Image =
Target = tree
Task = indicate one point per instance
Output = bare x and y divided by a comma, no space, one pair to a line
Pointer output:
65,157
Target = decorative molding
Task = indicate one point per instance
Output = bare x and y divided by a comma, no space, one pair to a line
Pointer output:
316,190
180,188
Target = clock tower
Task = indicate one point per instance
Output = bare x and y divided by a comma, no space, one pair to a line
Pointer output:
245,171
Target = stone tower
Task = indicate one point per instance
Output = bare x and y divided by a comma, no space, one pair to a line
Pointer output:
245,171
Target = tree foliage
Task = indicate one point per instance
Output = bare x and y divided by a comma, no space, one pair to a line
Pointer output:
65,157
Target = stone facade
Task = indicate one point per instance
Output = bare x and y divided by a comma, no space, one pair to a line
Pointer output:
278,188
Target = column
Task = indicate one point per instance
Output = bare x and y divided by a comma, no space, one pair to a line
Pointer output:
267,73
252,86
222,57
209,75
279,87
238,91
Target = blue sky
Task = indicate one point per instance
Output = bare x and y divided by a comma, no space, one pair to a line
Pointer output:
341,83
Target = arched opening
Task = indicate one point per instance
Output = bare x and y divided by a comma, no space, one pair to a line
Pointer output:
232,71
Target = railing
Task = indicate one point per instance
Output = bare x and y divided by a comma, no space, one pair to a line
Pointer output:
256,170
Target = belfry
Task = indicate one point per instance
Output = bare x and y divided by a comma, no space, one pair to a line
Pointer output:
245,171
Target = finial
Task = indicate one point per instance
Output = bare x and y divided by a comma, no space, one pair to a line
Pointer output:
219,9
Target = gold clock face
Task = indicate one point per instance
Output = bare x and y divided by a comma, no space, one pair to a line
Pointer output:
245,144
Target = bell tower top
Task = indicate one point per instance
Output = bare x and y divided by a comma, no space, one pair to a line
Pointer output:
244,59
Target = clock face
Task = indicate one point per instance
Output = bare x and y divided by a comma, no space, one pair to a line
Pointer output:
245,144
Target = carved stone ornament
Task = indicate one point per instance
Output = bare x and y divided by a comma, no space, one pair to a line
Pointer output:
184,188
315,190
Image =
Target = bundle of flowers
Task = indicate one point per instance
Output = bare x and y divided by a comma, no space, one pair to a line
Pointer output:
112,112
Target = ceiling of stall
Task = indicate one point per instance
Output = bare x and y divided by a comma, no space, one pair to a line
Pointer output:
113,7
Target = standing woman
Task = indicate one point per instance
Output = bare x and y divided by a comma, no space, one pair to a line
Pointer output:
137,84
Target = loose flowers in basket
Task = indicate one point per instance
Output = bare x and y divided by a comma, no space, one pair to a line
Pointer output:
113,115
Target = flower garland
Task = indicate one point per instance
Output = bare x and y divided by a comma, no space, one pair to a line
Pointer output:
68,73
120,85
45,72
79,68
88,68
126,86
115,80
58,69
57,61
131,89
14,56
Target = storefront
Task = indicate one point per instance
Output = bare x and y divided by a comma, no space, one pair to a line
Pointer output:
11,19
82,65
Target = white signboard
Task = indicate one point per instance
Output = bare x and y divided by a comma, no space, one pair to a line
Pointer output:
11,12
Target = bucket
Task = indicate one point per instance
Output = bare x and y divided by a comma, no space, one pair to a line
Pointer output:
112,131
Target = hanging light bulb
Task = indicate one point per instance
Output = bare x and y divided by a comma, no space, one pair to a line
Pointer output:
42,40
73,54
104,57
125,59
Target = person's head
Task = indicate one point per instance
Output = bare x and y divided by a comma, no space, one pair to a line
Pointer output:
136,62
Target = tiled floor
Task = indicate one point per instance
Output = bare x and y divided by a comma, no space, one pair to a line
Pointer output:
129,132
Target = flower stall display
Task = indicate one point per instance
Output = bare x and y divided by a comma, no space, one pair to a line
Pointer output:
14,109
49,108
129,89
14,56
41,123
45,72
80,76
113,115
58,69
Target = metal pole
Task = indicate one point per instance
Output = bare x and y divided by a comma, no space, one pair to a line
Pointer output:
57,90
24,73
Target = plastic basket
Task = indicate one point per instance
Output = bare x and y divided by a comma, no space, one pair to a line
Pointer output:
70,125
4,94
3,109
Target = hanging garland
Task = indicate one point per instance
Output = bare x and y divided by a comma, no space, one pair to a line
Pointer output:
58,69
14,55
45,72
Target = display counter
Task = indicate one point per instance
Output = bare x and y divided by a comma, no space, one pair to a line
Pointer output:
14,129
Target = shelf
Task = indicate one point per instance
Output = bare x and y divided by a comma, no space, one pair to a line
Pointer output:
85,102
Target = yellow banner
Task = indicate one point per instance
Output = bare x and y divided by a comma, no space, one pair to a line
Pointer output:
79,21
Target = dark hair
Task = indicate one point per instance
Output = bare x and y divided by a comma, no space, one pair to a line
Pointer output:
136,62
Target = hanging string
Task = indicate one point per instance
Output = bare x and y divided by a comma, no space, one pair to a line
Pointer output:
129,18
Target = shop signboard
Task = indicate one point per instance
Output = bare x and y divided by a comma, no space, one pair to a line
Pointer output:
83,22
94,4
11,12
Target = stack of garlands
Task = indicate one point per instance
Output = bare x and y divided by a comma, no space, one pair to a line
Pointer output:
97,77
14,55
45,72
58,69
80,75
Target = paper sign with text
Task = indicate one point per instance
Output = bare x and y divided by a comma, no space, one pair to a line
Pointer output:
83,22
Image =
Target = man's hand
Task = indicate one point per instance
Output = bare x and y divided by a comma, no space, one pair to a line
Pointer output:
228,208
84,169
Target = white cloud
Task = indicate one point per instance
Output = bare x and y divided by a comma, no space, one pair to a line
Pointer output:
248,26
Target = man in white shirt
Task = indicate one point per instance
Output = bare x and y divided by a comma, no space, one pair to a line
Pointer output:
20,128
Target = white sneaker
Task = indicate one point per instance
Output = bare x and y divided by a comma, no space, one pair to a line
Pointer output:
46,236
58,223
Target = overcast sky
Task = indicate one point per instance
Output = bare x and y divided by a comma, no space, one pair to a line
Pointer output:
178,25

- - -

Instructions to follow — Output all of the data again, exactly.

Correct response —
Image =
Target = tree
Task = indicate one point per instance
Output = bare x and y divided by a comma, no space, one pair to a line
Pointer output:
65,157
Target = decorative molding
Task = indicate one point per instance
Output = bare x and y divided by a comma, no space, one pair to a line
Pointer output:
316,190
180,188
Target = clock tower
Task = indicate one point per instance
Output = bare x and y divided by a comma, no space, one pair to a line
Pointer output:
245,171
Target = stone tower
Task = indicate one point per instance
Output = bare x and y divided by a comma, no space, one pair to a line
Pointer output:
245,171
Target = tree foliage
Task = indicate one point per instance
Output = bare x and y divided by a comma, no space, one pair to a line
Pointer output:
65,157
Target = stone facade
Task = indicate one point per instance
Output = bare x and y divided by a comma, no space, one pair to a line
Pointer output:
278,188
Target = column
Task = indicate one point per instance
Output = bare x and y divided by a comma, no space, one pair to a line
Pointer output:
267,73
252,86
222,57
209,75
279,87
238,91
Target = blue sky
Task = indicate one point per instance
Output = bare x and y divided by a comma, no space, one pair to a line
Pointer output:
341,83
Target = arched opening
Task = indicate one point per instance
Output = bare x and y divided by a comma, no space, one pair to a line
Pointer output:
232,71
Target = railing
Task = indicate one point per instance
Output = bare x and y divided by a comma, no space, one pair to a line
Pointer output:
256,170
Target = belfry
Task = indicate one point per instance
Output = bare x and y divided by a comma, no space, one pair to a line
Pointer output:
245,171
Target = finial
Task = indicate one point per instance
Output = bare x and y divided by a comma, no space, one pair to a line
Pointer output:
219,9
Target = gold clock face
Task = indicate one point per instance
Output = bare x and y divided by a comma, no space, one pair to a line
Pointer output:
245,144
Target = bell tower top
Task = indicate one point per instance
Output = bare x and y divided by a comma, no space, one pair to a line
Pointer output:
244,59
Target = clock face
Task = indicate one point per instance
Output = bare x and y divided by a comma, no space, one pair to a line
Pointer output:
245,144
Target = carved stone ornament
Task = indicate one point per instance
Output = bare x and y divided by a comma, no space, one pair to a line
Pointer output:
184,188
315,190
Image =
Target = bundle of flowers
Task = indicate one point per instance
Output = bare x and y divided by a comma, no space, one pair to a line
Pointer output:
112,112
Target = ceiling of stall
Task = indicate one point per instance
Output = bare x and y divided by a comma, no space, one pair to a line
Pointer output:
113,7
Target = standing woman
Task = indicate one point per instance
Output = bare x and y divided by a comma, no space, one pair to a line
Pointer output:
137,84
Target = loose flowers in basket
Task = indicate one point per instance
Output = bare x and y divided by a comma, no space, one pair to a line
Pointer output:
113,115
Target = flower garland
Task = indicate one point per instance
Output = bare x and y divided by a comma, no space, one pair to a line
Pointer output:
68,73
120,85
45,72
79,68
88,68
126,86
115,80
58,69
57,61
131,89
14,56
Target = storefront
Task = indicate one point per instance
Output = bare x and y divided by a comma, no space, one pair to a line
Pointer output:
11,19
82,65
Target = white signboard
Task = indicate one point per instance
Output = bare x and y divided by a comma, no space, one pair to a line
Pointer output:
11,12
Target = bucket
Task = indicate one point per instance
Output = bare x and y divided by a comma, no space, one pair to a line
Pointer output:
112,131
Target = hanging light bulb
Task = indicate one point per instance
Output = bare x and y divided by a comma, no space, one pair to a line
Pointer output:
42,40
73,54
104,57
125,59
Target = person's head
Task = indicate one point per instance
Output = bare x and y divided by a comma, no space, one pair to a line
Pointer output:
136,62
Target = tiled floor
Task = indicate one point per instance
Output = bare x and y divided by a comma, no space, one pair to a line
Pointer output:
129,132
Target = flower stall display
Task = indicate one point per instance
Output = bare x and y divided by a comma, no space, one pair to a line
Pointer output:
14,109
49,108
129,89
14,56
41,123
45,72
80,76
113,115
58,69
Target = metal pole
Task = indicate one point per instance
Output = bare x and y divided by a comma, no space, one pair to a line
Pointer output:
57,90
24,73
Target = plastic basket
Task = indicate one point per instance
Output = bare x and y divided by a comma, no space, one pair to a line
Pointer output:
70,125
4,94
3,109
Target = hanging garland
Task = indicate one point per instance
Output = bare x and y divided by a comma, no space, one pair to a line
Pointer output:
58,69
14,55
45,72
Target = display counter
Task = indicate one point per instance
Output = bare x and y divided by a comma, no space, one pair to a line
Pointer output:
14,129
Target = shelf
Task = indicate one point per instance
Output = bare x and y divided by a comma, no space, one pair to a line
Pointer output:
85,102
Target = yellow banner
Task = indicate one point per instance
Output = bare x and y divided by a comma, no space, one pair to a line
Pointer output:
79,21
Target = dark hair
Task = indicate one point per instance
Output = bare x and y divided by a comma, no space, one pair to a line
Pointer output:
136,62
Target = hanging string
Task = indicate one point per instance
Output = bare x and y divided by a comma, no space, one pair to a line
Pointer output:
129,18
Target = shop signboard
Task = indicate one point per instance
Output = bare x and y divided by a comma, no space, one pair to a line
Pointer output:
83,22
94,4
11,12
Target = stack of garlands
Task = indicate one point per instance
Output = bare x and y divided by a comma, no space, one pair to a line
Pointer output:
97,77
14,55
45,72
58,69
80,75
Target = paper sign with text
Task = indicate one point per instance
Output = bare x and y divided by a comma, no space, one pair to a line
Pointer output:
83,22
Image =
Target = man's hand
Task = indicate one point per instance
Output = bare x and y divided by a comma, no space, one pair to a line
Pointer output:
228,208
84,169
Target = white cloud
Task = indicate one point per instance
Output = bare x and y divided by a comma, no space, one pair to a line
Pointer output:
248,26
Target = man in white shirt
Task = indicate one point per instance
Output = bare x and y divided by a comma, no space, one pair to a line
Pointer output:
20,128
Target = white sneaker
Task = indicate one point per instance
Output = bare x and y divided by a comma, no space, one pair to a line
Pointer output:
46,236
58,223
Target = overcast sky
Task = indicate one point per instance
Output = bare x and y divided by a comma, no space, one pair to a line
Pointer output:
178,25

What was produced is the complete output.